- _Work instructions_: Emit the entire listing verbatim.

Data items

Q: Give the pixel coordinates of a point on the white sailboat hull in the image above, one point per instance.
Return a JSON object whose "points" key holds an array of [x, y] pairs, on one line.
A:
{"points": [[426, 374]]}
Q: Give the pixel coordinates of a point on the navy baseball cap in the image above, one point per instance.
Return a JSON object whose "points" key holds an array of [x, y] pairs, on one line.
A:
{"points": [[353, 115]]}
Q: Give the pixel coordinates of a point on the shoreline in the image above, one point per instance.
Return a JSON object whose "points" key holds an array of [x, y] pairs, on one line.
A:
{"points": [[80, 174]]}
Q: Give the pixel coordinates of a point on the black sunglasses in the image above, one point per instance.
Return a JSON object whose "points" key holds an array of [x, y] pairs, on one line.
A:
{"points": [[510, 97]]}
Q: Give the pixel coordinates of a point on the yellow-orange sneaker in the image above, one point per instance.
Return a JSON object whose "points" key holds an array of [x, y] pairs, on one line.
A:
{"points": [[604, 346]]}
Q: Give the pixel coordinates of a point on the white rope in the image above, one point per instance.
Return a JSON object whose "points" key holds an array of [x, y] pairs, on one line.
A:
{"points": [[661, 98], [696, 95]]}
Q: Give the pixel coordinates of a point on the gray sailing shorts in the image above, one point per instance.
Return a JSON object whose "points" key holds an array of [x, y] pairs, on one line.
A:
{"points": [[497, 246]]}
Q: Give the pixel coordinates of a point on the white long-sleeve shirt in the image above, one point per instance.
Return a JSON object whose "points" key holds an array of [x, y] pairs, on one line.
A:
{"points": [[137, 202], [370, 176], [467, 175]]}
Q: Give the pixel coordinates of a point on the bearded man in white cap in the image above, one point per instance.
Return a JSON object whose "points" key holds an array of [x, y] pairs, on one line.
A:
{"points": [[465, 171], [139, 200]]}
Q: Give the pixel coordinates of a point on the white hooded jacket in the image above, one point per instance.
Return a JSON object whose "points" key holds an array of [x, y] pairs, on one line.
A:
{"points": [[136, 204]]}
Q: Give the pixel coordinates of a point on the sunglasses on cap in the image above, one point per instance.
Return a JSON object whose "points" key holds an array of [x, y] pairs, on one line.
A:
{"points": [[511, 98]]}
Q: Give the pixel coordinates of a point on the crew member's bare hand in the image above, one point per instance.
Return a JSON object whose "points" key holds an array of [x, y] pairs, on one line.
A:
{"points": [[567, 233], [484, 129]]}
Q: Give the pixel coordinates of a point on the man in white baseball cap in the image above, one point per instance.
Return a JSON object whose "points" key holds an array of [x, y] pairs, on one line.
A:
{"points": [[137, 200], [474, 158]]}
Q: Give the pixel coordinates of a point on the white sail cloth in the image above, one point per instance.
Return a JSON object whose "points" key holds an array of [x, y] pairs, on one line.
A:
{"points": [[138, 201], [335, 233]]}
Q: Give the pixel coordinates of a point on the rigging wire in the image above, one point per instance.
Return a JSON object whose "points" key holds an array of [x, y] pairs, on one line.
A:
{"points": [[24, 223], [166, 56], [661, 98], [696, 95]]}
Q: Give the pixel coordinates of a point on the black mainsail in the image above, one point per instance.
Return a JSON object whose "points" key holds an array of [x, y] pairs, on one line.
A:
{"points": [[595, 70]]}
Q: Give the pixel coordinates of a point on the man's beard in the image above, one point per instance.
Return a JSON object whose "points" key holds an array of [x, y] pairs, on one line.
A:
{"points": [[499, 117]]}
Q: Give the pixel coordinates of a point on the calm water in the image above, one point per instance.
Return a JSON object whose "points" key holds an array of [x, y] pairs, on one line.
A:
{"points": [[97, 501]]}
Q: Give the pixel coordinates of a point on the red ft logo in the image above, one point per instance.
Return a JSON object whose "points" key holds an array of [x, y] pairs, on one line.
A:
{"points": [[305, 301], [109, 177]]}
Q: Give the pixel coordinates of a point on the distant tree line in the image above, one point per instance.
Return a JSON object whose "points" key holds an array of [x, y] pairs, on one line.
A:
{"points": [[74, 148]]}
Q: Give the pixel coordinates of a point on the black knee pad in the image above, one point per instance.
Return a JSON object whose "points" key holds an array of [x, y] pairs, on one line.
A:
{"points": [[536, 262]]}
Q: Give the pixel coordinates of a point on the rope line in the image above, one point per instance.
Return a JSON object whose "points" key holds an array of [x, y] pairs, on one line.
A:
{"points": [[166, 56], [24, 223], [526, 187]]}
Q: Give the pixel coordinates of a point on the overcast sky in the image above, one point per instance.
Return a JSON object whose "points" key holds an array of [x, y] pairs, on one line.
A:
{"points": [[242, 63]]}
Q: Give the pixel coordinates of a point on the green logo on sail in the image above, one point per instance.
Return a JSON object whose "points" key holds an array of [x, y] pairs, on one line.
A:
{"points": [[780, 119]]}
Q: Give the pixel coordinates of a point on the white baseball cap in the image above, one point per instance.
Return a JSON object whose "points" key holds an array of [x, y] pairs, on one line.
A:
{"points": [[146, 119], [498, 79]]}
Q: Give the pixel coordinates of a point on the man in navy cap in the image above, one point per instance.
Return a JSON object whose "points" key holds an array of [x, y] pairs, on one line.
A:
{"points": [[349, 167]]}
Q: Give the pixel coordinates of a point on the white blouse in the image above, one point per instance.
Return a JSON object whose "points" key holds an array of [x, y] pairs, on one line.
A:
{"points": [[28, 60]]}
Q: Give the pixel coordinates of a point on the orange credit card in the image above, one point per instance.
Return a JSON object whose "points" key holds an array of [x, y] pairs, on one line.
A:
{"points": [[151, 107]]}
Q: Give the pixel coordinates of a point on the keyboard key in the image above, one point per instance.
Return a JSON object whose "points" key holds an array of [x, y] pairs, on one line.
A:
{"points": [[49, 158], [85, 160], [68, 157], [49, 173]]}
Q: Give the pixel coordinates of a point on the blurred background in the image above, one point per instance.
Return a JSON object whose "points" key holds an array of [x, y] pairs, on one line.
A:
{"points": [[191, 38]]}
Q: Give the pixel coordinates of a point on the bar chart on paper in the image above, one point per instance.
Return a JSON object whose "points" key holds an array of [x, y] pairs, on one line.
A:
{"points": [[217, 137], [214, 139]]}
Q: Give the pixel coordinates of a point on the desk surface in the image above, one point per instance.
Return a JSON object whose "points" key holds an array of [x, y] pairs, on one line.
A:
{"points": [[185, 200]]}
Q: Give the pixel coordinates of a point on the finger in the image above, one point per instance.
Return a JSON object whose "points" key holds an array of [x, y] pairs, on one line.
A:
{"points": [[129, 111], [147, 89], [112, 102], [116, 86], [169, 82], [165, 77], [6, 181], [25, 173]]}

- _The result_:
Q: Give the pixel coordinates of a point on the white sailboat hull in the image above, one point per instance.
Return a JSON object whose "points" key holds an array of [x, y] pairs, on one line.
A:
{"points": [[426, 374]]}
Q: Give the pixel coordinates of a point on the navy baseball cap in the image above, one point per instance.
Return a JSON object whose "points" key holds an array of [x, y] pairs, on one line.
A:
{"points": [[353, 115]]}
Q: Give the pixel coordinates of a point on the shoreline in the image above, one point per instance.
Return a JSON object whose "points" key holds an array of [x, y] pairs, on one line.
A:
{"points": [[80, 174]]}
Q: Give the pixel coordinates of a point on the black sunglasses in the image above, one point per instance.
Return a JSON object whose "points" key holds an array of [x, y] pairs, on one line.
A:
{"points": [[510, 97]]}
Q: Give the pixel coordinates of a point on the yellow-orange sneaker in the image above, one point per instance.
Return a JSON object whose "points" key holds an array of [x, y] pairs, on one line.
A:
{"points": [[604, 346]]}
Q: Give the pixel coordinates of a point on the white rope in the image above, one point per instance.
Return a JSON object whose "points" key holds an array of [x, y] pairs, on one line.
A:
{"points": [[661, 98], [696, 95]]}
Q: Give the pixel coordinates of a point on the gray sailing shorts in the image above, one point per instance.
Return a JSON object whose "points" key holds an array of [x, y] pairs, on one line.
A:
{"points": [[497, 246]]}
Q: Give the pixel coordinates of a point on the white long-sleeve shirt in the image above, one point per instance.
Return a JSON object whose "points" key holds an array of [x, y] pairs, on one line.
A:
{"points": [[137, 202], [370, 176], [467, 175]]}
Q: Give the pixel coordinates of a point on the bearded man in white cap in the image above, one point per instance.
Return a JSON object whose "points" key holds an array of [x, y] pairs, on one line.
A:
{"points": [[465, 171], [139, 200]]}
Q: Give the pixel coordinates of a point on the white hooded jacket in the image above, one point per instance.
Return a JSON object whose "points" key holds an array of [x, y] pairs, on one line.
A:
{"points": [[136, 204]]}
Q: Give the pixel coordinates of a point on the sunglasses on cap in the image above, one point per instance.
Return a JSON object whose "points" key holds an array of [x, y] pairs, on one line.
A:
{"points": [[511, 98]]}
Q: Give the pixel coordinates of a point on the crew member's bare hand in the image above, one point per instance.
Return a JSON object whose "points" key holds an array of [x, y] pairs, on one line.
A:
{"points": [[567, 233], [484, 129]]}
Q: Give the pixel coordinates of a point on the man in white baseball cap in the image above, one point per instance.
Return a JSON object whose "points" key holds an array of [x, y] pairs, on one line.
A:
{"points": [[137, 200], [474, 158]]}
Q: Give the pixel coordinates of a point on the white sail cloth in the image above, one point per instance.
Return a JSON object whose "points" key holds an array of [x, y] pairs, on one line.
A:
{"points": [[138, 201], [335, 233]]}
Q: Give the pixel coordinates of a point on the rigging wire in the image above, one point per instance.
Return a JSON object whose "points" key holds an array of [x, y] pairs, on one line.
A:
{"points": [[24, 223], [166, 56], [661, 98], [696, 95]]}
Q: Give the pixel coordinates of a point on the black mainsail in the image above, one point per instance.
Return a JSON object whose "points" key holds an array of [x, y] pairs, on one line.
A:
{"points": [[595, 70]]}
Q: Give the pixel coordinates of a point on the man's beard in the image above, one point per instance.
Return a JSON object whose "points" key holds an array of [x, y] pairs, on one line.
A:
{"points": [[499, 117]]}
Q: Give the pixel coordinates of a point on the calm water in the image above, one point per instance.
Return a JSON object whose "points" key holds an array of [x, y] pairs, on one line.
A:
{"points": [[97, 501]]}
Q: Give the pixel coordinates of a point on the red ft logo in the image above, one point per instance.
Return a JSON object whose "points" key holds an array of [x, y] pairs, on one line.
A:
{"points": [[305, 301], [109, 177]]}
Q: Give the pixel coordinates of a point on the distant tree line in the image above, one point per instance.
Return a JSON object whose "points" key holds an array of [x, y] pairs, on one line.
A:
{"points": [[74, 148]]}
Q: Give the pixel coordinates of a point on the black knee pad in the image above, one point per instance.
Return a JSON object whose "points" key holds an array of [x, y] pairs, on one line.
A:
{"points": [[536, 262]]}
Q: Give the pixel coordinates of a point on the rope line in the image above, one point per instance.
Return a JSON object whose "points" key holds an array of [x, y] pairs, on one line.
A:
{"points": [[166, 56], [24, 223], [526, 187]]}
Q: Give the pixel coordinates of a point on the overcast sky in the image above, one point per instance.
Return a JSON object whose "points" key holds an array of [x, y] pairs, on one line.
A:
{"points": [[242, 63]]}
Q: Give the pixel coordinates of a point on the green logo on sail in the image above, one point per instance.
Return a JSON object whose "points" key holds an array of [x, y] pairs, on one line.
A:
{"points": [[780, 119]]}
Q: Give the pixel coordinates of a point on the white baseball cap in the image above, one point per instance.
Return a JSON object whose "points" key holds an array of [x, y] pairs, on one line.
A:
{"points": [[146, 119], [498, 79]]}
Q: Give the pixel coordinates of a point on the man in navy cap in the image above, one point per instance.
Return a JSON object whose "points" key holds an array of [x, y] pairs, on one line.
A:
{"points": [[349, 167]]}
Q: Give the pixel coordinates of a point on the white blouse in the image above, one point per instance.
Return a JSON object whose "points" key holds an array of [x, y] pairs, on one line.
A:
{"points": [[28, 60]]}
Q: Give the pixel coordinates of a point on the orange credit card in the image above, one point per instance.
Return a JSON object whose "points" key holds an array of [x, y] pairs, on one line.
A:
{"points": [[151, 107]]}
Q: Give the pixel coordinates of a point on the keyboard key in the image above, one point per instance.
Return a JSON object whose "points" key holds an array of [x, y] pairs, on one line.
A:
{"points": [[49, 158], [85, 160], [68, 157], [49, 173]]}
Q: Give the pixel coordinates of a point on the blurred background in the image above, one point per instance.
Return a JSON object whose "points" key holds an array of [x, y] pairs, on one line.
A:
{"points": [[191, 38]]}
Q: Give the pixel coordinates of a point on the bar chart on paper in the image above, one point per instance.
Return a JSON object whose "points" key holds an array of [x, y] pairs, on one line.
A:
{"points": [[217, 137], [214, 139]]}
Q: Give the pixel coordinates of a point on the desk surface in the image above, one point per instance.
Return a JSON object whose "points" key holds an array of [x, y] pairs, on one line.
A:
{"points": [[185, 200]]}
Q: Give the pixel coordinates of a point on the finger in the image above, one point per instance.
Return a JSON object whose "points" key holds an array of [x, y] pairs, on one line.
A:
{"points": [[129, 111], [147, 89], [112, 102], [116, 86], [169, 82], [165, 77], [6, 181], [25, 173]]}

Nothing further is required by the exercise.